Reading passage:
+++

Concerns about poorly designed user interfaces: Users expressed concerns about how poorly designed user interfaces and poor usability contributed to unsafe practices and, as a result, increased potential for human error.Things are being missed… because of the lack of sort of visual prompts. (Site J, Nurse, Implementation, Integrated)
Such issues were exacerbated when the design of the interfaces did not allow the various kinds of information in the system needed by particular health professionals at particular points in the care process to be easily accessed or captured in one screen. This required users to navigate between multiple screens. This increased scope for overlooking data or misremembering data dispersed across multiple screens, which were harder to scan than previous files of paper reports and could thus increase risks.You can see what people came in on with a bit of filtering but it's again not as intuitive as the paper model where you had the kind of, the admission meds on the back in one simple list. (Site J, Consultant, Post-implementation, Integrated)

+++

Reproduce verbatim the excerpt on poorly designed user interfaces from "Concerns about poorly" to "Nurse, Implementation, Integrated)".

Given information:
+++

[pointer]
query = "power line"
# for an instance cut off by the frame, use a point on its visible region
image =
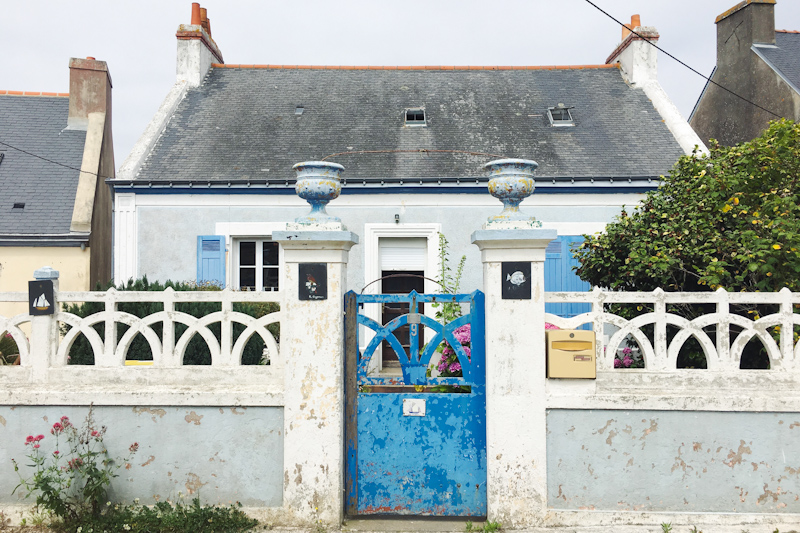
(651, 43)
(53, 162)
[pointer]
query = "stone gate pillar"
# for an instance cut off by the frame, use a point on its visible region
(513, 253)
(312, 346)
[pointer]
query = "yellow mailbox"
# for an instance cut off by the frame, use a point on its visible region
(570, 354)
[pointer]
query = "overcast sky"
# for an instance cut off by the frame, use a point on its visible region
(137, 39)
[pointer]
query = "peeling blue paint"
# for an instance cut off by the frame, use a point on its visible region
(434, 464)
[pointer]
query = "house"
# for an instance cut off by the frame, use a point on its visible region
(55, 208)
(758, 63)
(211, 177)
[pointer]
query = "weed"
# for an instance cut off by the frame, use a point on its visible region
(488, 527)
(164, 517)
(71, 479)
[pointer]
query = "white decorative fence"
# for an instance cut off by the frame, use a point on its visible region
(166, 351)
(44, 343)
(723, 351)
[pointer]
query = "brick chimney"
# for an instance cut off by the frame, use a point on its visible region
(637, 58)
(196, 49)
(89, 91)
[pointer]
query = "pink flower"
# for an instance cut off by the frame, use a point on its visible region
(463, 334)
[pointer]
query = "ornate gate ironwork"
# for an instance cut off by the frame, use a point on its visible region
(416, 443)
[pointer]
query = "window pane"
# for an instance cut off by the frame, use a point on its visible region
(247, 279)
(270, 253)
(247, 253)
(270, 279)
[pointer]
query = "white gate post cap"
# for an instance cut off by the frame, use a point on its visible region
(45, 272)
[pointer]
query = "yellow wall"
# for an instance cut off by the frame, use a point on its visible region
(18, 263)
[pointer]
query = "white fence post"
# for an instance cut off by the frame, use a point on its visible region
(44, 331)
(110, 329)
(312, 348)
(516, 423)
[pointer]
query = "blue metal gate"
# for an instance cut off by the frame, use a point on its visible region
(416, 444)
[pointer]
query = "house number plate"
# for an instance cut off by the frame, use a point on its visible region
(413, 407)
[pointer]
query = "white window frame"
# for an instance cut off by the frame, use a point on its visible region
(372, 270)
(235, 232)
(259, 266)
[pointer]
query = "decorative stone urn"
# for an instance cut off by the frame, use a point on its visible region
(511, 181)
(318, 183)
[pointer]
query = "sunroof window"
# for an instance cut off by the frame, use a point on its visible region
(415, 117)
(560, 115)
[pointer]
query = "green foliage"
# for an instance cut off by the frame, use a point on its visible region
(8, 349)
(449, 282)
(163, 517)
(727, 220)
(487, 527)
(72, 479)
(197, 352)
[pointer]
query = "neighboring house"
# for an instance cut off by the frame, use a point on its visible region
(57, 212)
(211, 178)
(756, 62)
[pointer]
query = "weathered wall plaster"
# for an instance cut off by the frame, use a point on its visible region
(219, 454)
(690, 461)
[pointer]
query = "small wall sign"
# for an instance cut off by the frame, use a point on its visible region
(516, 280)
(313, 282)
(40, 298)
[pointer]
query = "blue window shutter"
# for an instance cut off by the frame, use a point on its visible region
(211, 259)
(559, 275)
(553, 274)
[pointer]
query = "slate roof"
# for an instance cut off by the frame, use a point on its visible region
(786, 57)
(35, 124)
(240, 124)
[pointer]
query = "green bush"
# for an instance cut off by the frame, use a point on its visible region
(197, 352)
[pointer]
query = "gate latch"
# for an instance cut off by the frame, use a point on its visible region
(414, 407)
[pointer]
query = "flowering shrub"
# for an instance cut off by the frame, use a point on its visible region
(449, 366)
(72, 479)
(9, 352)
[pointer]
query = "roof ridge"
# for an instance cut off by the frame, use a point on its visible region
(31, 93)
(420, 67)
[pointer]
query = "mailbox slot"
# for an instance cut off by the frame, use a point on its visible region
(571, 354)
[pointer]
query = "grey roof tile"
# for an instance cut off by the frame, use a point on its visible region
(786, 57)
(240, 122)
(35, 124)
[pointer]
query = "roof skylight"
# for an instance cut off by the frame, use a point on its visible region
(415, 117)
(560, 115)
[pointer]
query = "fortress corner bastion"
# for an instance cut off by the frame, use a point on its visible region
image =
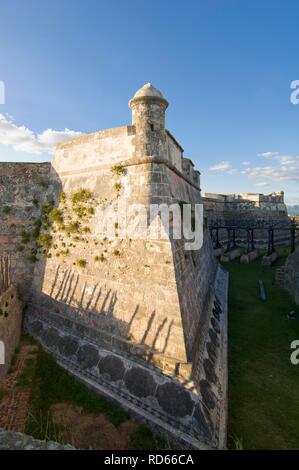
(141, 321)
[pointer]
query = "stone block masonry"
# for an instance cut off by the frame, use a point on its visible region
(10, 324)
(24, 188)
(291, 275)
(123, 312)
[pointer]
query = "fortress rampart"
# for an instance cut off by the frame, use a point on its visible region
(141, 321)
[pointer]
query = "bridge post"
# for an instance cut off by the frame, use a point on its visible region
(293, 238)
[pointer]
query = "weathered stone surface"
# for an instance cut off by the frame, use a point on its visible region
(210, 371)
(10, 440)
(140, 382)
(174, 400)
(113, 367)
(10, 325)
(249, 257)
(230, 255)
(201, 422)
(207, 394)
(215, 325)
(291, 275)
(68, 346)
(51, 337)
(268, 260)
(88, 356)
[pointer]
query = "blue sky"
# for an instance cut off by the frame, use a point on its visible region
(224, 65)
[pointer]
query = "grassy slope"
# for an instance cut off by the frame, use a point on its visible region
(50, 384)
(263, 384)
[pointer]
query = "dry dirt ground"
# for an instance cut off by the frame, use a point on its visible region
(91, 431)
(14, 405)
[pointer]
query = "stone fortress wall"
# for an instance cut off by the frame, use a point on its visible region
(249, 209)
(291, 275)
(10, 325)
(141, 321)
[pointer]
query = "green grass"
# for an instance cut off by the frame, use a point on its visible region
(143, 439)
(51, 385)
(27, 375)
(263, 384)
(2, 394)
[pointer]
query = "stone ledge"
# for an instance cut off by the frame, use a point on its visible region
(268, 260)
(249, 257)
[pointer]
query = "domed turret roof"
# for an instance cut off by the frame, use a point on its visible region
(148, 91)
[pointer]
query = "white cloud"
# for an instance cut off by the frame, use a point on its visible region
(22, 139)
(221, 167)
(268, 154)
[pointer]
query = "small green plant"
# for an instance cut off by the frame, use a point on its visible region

+++

Exercise solution:
Concerns about poorly designed user interfaces: Users expressed concerns about how poorly designed user interfaces and poor usability contributed to unsafe practices and, as a result, increased potential for human error.Things are being missed… because of the lack of sort of visual prompts. (Site J, Nurse, Implementation, Integrated)